====== Input for this task ======
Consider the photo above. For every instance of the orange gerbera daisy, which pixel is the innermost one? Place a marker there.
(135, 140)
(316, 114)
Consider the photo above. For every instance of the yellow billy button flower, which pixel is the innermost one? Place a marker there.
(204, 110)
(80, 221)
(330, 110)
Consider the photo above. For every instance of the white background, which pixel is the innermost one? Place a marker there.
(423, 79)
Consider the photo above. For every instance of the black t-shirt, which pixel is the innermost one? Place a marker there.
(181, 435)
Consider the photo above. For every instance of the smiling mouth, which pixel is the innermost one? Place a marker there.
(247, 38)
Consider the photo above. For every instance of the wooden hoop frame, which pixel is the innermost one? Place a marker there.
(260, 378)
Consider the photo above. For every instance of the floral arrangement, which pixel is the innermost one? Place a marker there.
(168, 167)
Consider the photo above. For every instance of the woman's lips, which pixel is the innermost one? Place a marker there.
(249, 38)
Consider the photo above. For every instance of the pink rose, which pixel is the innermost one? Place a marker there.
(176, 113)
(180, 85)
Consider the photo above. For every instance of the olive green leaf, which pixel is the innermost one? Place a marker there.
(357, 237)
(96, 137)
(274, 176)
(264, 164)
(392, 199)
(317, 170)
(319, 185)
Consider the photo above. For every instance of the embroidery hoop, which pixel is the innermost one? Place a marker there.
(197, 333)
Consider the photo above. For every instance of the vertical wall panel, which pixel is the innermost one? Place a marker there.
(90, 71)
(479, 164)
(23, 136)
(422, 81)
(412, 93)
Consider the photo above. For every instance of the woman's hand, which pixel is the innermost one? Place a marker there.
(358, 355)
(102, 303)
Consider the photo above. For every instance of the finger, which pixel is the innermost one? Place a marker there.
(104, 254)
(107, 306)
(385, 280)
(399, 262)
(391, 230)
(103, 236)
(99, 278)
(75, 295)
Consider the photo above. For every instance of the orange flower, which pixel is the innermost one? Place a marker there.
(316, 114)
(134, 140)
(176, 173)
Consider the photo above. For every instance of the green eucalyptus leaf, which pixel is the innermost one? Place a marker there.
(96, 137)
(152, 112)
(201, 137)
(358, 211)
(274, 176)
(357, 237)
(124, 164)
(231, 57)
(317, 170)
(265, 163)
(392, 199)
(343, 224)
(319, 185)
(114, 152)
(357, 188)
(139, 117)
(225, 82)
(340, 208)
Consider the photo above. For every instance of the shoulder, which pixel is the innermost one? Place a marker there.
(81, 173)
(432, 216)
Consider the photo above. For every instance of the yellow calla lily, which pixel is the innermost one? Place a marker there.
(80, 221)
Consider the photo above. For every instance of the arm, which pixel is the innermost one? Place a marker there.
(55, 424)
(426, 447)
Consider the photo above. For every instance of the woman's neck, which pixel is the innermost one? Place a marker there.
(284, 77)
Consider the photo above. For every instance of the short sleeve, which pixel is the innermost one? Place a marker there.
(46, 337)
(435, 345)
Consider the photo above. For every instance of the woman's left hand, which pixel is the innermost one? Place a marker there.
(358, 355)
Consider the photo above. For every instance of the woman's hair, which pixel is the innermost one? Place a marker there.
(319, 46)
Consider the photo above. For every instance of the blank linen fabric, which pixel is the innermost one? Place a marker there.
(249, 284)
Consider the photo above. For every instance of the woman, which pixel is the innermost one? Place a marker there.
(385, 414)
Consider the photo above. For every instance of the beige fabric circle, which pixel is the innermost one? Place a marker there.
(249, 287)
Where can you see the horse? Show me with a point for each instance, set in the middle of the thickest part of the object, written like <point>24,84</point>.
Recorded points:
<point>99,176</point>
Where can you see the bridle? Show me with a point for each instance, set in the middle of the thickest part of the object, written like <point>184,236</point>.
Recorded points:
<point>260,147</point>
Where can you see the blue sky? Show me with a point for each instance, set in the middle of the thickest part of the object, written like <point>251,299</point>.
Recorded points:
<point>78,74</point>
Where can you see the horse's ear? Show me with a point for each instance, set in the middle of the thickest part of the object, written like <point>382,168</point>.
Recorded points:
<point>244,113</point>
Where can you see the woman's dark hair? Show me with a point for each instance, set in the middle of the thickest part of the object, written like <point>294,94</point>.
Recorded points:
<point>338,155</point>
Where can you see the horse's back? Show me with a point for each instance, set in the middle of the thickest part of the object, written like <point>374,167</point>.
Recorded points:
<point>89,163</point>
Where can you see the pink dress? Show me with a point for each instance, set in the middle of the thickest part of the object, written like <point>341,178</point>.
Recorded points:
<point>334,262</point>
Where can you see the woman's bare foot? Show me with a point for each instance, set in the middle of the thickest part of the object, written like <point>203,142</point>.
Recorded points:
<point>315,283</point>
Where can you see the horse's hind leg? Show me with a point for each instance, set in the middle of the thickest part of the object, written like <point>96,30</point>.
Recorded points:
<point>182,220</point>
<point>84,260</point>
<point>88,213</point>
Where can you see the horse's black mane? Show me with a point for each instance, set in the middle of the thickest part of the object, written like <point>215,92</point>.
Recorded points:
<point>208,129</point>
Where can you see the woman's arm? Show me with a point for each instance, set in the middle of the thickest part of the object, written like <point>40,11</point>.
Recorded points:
======
» Exercise brief
For every line in the data above that has the string "horse", return that line.

» Response box
Where can you see the horse? Show me with a point for each instance, set in the middle of the thickest part of the object, written like <point>24,84</point>.
Where can you see the horse's ear? Show me with a point for each instance, set in the middle of the thickest part of the object, written like <point>382,168</point>.
Where can you see the horse's back? Show me with a point for each instance, set in the middle of the thickest part of the object, written like <point>374,167</point>.
Where can you see the horse's hind leg? Show me with a point for each instance, set in the middle of the thickest part of the object, written like <point>96,30</point>.
Where can you see the horse's black mane? Show me with a point for each instance, set in the middle of the thickest part of the object, written like <point>215,92</point>.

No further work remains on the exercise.